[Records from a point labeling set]
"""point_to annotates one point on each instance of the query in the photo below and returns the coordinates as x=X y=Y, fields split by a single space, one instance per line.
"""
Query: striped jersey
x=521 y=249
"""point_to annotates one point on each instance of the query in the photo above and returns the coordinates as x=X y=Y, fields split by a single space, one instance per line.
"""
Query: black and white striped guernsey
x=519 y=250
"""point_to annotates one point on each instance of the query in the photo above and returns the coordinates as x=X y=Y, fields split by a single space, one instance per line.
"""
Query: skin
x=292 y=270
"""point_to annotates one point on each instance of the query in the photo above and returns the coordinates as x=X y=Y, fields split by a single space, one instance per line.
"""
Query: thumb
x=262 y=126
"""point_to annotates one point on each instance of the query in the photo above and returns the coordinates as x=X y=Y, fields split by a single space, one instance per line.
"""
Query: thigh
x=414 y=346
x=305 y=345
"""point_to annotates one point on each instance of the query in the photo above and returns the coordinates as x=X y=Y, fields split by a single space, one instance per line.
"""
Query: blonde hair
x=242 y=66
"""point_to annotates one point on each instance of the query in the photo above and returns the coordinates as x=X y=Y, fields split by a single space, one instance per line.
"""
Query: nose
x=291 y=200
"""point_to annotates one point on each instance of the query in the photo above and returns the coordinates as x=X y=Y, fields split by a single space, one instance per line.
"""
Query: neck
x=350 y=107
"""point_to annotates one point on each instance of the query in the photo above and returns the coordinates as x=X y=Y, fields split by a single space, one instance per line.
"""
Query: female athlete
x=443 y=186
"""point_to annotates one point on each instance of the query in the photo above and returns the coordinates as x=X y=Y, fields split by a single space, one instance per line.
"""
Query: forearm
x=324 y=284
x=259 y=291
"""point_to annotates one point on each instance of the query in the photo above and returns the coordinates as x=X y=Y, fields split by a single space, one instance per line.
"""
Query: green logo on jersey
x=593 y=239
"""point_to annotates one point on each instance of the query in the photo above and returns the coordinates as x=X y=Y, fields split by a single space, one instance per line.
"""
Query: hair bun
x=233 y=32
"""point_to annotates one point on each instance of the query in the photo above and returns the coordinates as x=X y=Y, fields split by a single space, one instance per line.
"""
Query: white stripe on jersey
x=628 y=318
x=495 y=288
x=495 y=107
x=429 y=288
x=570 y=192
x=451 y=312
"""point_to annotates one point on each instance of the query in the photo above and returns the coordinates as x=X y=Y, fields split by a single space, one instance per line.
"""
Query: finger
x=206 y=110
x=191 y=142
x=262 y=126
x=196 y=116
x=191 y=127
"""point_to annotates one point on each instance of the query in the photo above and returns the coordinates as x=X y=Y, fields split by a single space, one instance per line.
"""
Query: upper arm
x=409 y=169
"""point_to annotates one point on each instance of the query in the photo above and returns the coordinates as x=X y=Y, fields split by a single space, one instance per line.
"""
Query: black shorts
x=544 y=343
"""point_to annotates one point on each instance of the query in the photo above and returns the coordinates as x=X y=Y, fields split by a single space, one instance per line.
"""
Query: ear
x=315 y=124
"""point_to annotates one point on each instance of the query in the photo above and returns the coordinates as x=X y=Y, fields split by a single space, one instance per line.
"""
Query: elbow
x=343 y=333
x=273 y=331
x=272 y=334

Instructions to follow:
Restate each entry exactly, skipping none.

Solution to the exercise:
"""point_to annotates one point on each instance of the query in the photo below and returns the coordinates as x=X y=Y, fields split by a single space, one instance per line.
"""
Query: striped jersey
x=521 y=249
"""point_to annotates one point on each instance of the query in the photo above and returns the coordinates as x=X y=Y, fields split by a single space, one instance per line.
"""
Query: black and white striped guernsey
x=519 y=250
"""point_to annotates one point on each instance of the query in the photo above and returns the coordinates as x=X y=Y, fields split by a single space, one instance per line.
"""
Query: skin
x=292 y=270
"""point_to annotates one point on each instance of the query in the photo above and returns the coordinates as x=X y=Y, fields split by a single space, one instance per line.
"""
Query: thumb
x=262 y=126
"""point_to annotates one point on each instance of the query in the photo above and returns the coordinates as x=X y=Y, fields split by a single space, one instance per line.
"""
Query: thigh
x=414 y=346
x=305 y=345
"""point_to annotates one point on each instance of the query in the photo above and returns the coordinates as x=X y=Y, fields split by a single space, one instance per line.
"""
Query: blonde hair
x=242 y=66
"""point_to annotates one point on each instance of the query in the photo above and returns the coordinates as x=X y=Y, fields split by a single space, one instance per line.
"""
Query: nose
x=291 y=200
"""point_to annotates one point on each instance of the query in the photo above and returns the coordinates as x=X y=Y, fields split by a single space, one instance per line.
"""
Query: neck
x=350 y=107
"""point_to annotates one point on each instance of the query in the photo above and returns the coordinates as x=X y=Y, fields split by a single space, one instance per line.
"""
Query: female athlete
x=443 y=186
"""point_to annotates one point on each instance of the query in the photo above and returns the coordinates as x=X y=Y, fields split by a single space, one instance per line.
"""
Query: forearm
x=324 y=284
x=259 y=291
"""point_to annotates one point on each instance of the query in the photo above and returns the coordinates as x=X y=Y, fields split by a single space, one instance per line.
"""
Query: green logo on jersey
x=593 y=239
"""point_to annotates one point on each instance of the query in the photo above and returns the coordinates as x=X y=Y, fields split by a single space, one instance per line.
"""
Query: hair bun
x=233 y=32
"""point_to annotates one point on each instance of the query in the photo above and returns the coordinates as x=X y=Y, fields split by a single space, one instance per line.
"""
Query: white stripe on jersey
x=628 y=318
x=495 y=288
x=495 y=107
x=429 y=288
x=570 y=192
x=451 y=312
"""point_to annotates one point on each instance of the query in the photo above and returns the coordinates as x=X y=Y, fields split by a single space, one instance per line.
"""
Query: finger
x=206 y=110
x=191 y=142
x=262 y=126
x=196 y=116
x=191 y=127
"""point_to annotates one point on each instance of the query in the photo above and returns the coordinates as x=X y=Y, fields split by a single space, one instance per line.
"""
Query: upper arm
x=409 y=169
"""point_to annotates one point on each instance of the query in the photo above and returns the coordinates as x=X y=Y, fields split by a single space, one instance per line.
"""
Query: black shorts
x=544 y=343
"""point_to annotates one point on each instance of the query in the photo above and returns the coordinates as x=X y=Y, fields split by a single space, one instance per line.
"""
Query: ear
x=315 y=124
"""point_to annotates one point on each instance of the query in the photo above and returns the coordinates as x=X y=Y, fields split by a single space, one instance per line.
"""
Query: elbow
x=343 y=333
x=273 y=331
x=272 y=334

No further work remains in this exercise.